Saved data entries
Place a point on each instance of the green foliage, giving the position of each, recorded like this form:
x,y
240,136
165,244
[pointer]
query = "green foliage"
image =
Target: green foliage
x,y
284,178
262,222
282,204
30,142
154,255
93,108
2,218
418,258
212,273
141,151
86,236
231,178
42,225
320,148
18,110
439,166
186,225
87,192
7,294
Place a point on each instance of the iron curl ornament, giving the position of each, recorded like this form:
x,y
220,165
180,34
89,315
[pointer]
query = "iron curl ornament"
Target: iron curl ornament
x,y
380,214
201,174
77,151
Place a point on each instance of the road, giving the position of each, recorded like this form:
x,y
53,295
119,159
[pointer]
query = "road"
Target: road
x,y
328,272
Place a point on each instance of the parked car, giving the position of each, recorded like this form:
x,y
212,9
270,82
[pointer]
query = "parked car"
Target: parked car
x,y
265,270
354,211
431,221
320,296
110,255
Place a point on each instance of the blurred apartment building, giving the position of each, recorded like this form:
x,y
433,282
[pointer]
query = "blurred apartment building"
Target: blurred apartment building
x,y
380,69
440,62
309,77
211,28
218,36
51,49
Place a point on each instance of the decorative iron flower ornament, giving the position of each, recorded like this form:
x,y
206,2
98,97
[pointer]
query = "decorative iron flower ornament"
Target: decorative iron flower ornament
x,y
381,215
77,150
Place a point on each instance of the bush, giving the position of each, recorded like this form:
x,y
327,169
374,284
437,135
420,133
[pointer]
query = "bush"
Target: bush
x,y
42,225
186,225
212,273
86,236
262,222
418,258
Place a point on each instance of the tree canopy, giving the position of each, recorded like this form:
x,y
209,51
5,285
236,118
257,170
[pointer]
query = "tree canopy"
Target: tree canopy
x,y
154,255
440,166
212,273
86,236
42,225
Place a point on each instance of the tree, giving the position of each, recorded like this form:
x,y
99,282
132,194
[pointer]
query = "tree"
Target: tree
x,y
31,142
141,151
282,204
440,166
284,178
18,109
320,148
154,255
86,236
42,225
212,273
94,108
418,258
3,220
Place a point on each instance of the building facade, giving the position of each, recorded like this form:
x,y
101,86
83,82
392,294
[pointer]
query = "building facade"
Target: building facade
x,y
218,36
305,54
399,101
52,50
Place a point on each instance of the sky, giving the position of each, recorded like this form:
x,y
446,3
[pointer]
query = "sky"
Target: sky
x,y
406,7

TASK TO COMPLETE:
Make an exact copy of every entry.

RESULT OF THE TASK:
Place a point on each instance of the green foliage, giving the position of each, recorded like this form:
x,y
240,136
165,244
[pointer]
query = "green foliage"
image =
Target: green foliage
x,y
284,178
262,222
282,204
30,142
154,255
93,108
2,218
418,258
212,273
141,151
86,236
231,178
42,225
320,148
18,110
439,166
186,225
87,192
7,294
Place a point on each instance of the iron curl ornament, giving the position of each, recorded like this form:
x,y
220,165
180,34
89,315
[pointer]
query = "iron curl ornament"
Target: iron curl ornament
x,y
380,214
201,174
77,151
Place a point on each instance of the road, giving the position of each, recorded like this form:
x,y
53,295
119,159
[pointer]
query = "road"
Target: road
x,y
328,272
Place a point on each instance of the parked car, giving the position of each, recorded like this form:
x,y
212,9
270,82
[pointer]
query = "parked car"
Target: parked car
x,y
265,270
354,211
431,221
320,296
110,255
Place a point on each instance of the blurred apartment building, giving the position of each, recorded like this form:
x,y
433,282
[pointer]
query = "blurred apartment building"
Target: blurred apartment building
x,y
380,69
440,62
309,77
211,28
218,36
51,49
Place a point on each instance of the decorative iron flower ornament, giving the position of each, recorded like this form:
x,y
206,2
98,97
[pointer]
query = "decorative iron flower ornament"
Target: decorative iron flower ornament
x,y
381,215
77,150
Place a point on each instance of the bush, giving the position of each, recorded like this form:
x,y
327,169
374,284
437,135
420,133
[pointer]
query = "bush"
Target: bush
x,y
42,225
186,225
212,273
86,236
262,222
418,258
Place a point on each instance of the tree canopy, giving the position of each, recorded like this form:
x,y
209,51
5,285
236,118
257,170
[pointer]
query = "tree canopy"
Target: tree canopy
x,y
154,255
440,166
212,273
86,236
42,225
Place a point on each instance of the tree, giving the position of each, recorded like this form:
x,y
99,282
132,194
[pointer]
query = "tree"
Target: tree
x,y
31,142
141,151
282,204
440,166
284,178
18,109
320,148
154,255
86,236
42,225
212,273
94,108
418,258
3,220
Place a point on each instance of the building facade, giving the position of each, recorded like this form:
x,y
101,86
83,82
392,294
[pointer]
query = "building facade"
Target: building facade
x,y
218,36
305,54
399,101
52,50
Place a point on each instance of the sky, giving the position of each, recorded like this form:
x,y
446,3
[pointer]
query = "sky"
Target: sky
x,y
406,7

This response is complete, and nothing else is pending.